**Aangeleverde passage:**

In waarheid was in dat paradijs de liefde geen zaligheid geweest, maar strijd en pijn, gegriefd-voelen en verongelijkt. Maar een andere vreugde had hij er gekend, zij straalde na door zijn herinnering: die van den groei zijner zedelijke en intellektueele persoonlijkheid. De krachten van zijn wezen waren er veel gerijpt.

Toen Rousseau in den zomer van ‘37 van een kort verblijf in Genève waar hij wat hem toekwam van de nalatenschap van zijn moeder was gaan halen, terugkeerde, vond hij een nieuwen huisgenoot: een platte, zelfbehagelijke, rumoerige jongeman, een “kappersjongen,” zooals hij Wintzenried verachtelijk noemde, (in waarheid stamde de indringer uit het adellijk geslacht der Courtilles), van zessenklaar in allerlei dingen waar de ziekelijke droomer geen verstand van had, vol ijver voor de boerderij en voor alles—in één woord, onuitstaanbaar. Die ordinaire gezonde manskerel had hem half verdrongen in ‘t hart der geliefde; hij de oudere, moest deelen als Anet had moeten deelen, zich voortaan tevreden stellen met de tweede plaats. Hij trachtte te doen wat van hem verlangd werd; noemde den medeminnaar “broeder,” verzoende zich met hem na ‘t eerste heftig krakeel; de liefde maakte hem laf en gesmijdig. Maar hij kòn de geliefde niet deelen, dit weigerde hij: zijn mannelijkheid rees in hem op. Heel zijn jeugd door had hij zich maar laten drijven op het leven en was zijn opwellingen en aandoeningen gevolgd. Al voor dien schok was in hem een verandering begonnen, was hij begonnen na te denken, hoe men behoort te leven; te zoeken naar een zedelijk beginsel, te begrijpen, dat men niet elke opwelling volgen moet. Nu werd die verandering beslister. In ‘t najaar van ‘37 ging hij voor zijn gezondheid naar Montpellier, hij meende aan een hartkwaal te lijden; op reis werd hij natuurlijk weer verliefd en maakte aan de schoone onder een valsche naam het hof (hij gaf zich uit voor een Engelschman). Het kwam heel gauw tot een liefdes-verhouding, zij noodigde hem uit haar op zijn terugreis te bezoeken; hij beloofde dit te doen; in zijn brieven aan Mme de Warens sprak hij natuurlijk over dit alles niet, en verzon leugentjes, om den omweg op de terugreis te verklaren. Maar toen ‘t er toe zou komen kreeg hij een knaging: zou hij nu weer den avonturier gaan spelen, na al wat hij zich voorgenomen had? Hij weerstond zijn lust en ging rechtstreeks naar Chambéry terug: voor ‘t eerst in zijn leven voelde hij het geluk eener zedelijke voldoening.

**Gegevensfragmenten:**
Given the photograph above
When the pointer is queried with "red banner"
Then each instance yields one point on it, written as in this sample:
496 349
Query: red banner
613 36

**Voltooi het volgende:**
1 – Vat de alinea die begint met "Toen Rousseau in den zomer van ‘37" uit de passage over Rousseau samen in een beknopte opsomming, met behoud van de belangrijkste feiten.
2 – Geef uit de passage over Rousseau woordelijk het gedeelte terug dat begint met "In waarheid was" en doorloopt tot en met "er veel gerijpt.".
Baseer u hierbij uitsluitend op de passage over Rousseau.

**Verwachte resultaten:**
1 –
- In de zomer van ‘37 keert Rousseau terug van een kort verblijf in Genève. Daar had hij zijn deel van de nalatenschap van zijn moeder opgehaald.
- Hij treft een nieuwe huisgenoot aan: Wintzenried, een platte, zelfingenomen en rumoerige jongeman. Rousseau noemt hem minachtend een "kappersjongen", hoewel hij uit het adellijke geslacht der Courtilles stamt. Wintzenried is handig in allerlei zaken en ijverig voor de boerderij.
- Deze rivaal heeft Rousseau half verdrongen in het hart van de geliefde. Net als Anet vóór hem moet Rousseau genoegen nemen met de tweede plaats.
- Rousseau probeert zich te schikken. Hij noemt de rivaal "broeder" en verzoent zich met hem na een eerste heftige ruzie, maar uiteindelijk weigert hij de geliefde te delen.
- Al vóór deze schok was in hem een verandering begonnen. Na een jeugd waarin hij zich had laten drijven, ging hij nadenken over hoe men moet leven en zocht hij naar een zedelijk beginsel. Nu werd die verandering beslister.
- In het najaar van ‘37 reist hij voor zijn gezondheid naar Montpellier, omdat hij meent aan een hartkwaal te lijden. Onderweg wordt hij verliefd, doet hij zich voor als Engelsman en begint hij een liefdesverhouding.
- Hij belooft de vrouw haar op de terugreis te bezoeken. In zijn brieven aan Mme de Warens verzwijgt hij dit en verzint hij leugentjes om de omweg te verklaren.
- Ten slotte weerstaat hij zijn lust en keert hij rechtstreeks terug naar Chambéry. Voor het eerst in zijn leven voelt hij het geluk van zedelijke voldoening.

2 –
In waarheid was in dat paradijs de liefde geen zaligheid geweest, maar strijd en pijn, gegriefd-voelen en verongelijkt. Maar een andere vreugde had hij er gekend, zij straalde na door zijn herinnering: die van den groei zijner zedelijke en intellektueele persoonlijkheid. De krachten van zijn wezen waren er veel gerijpt.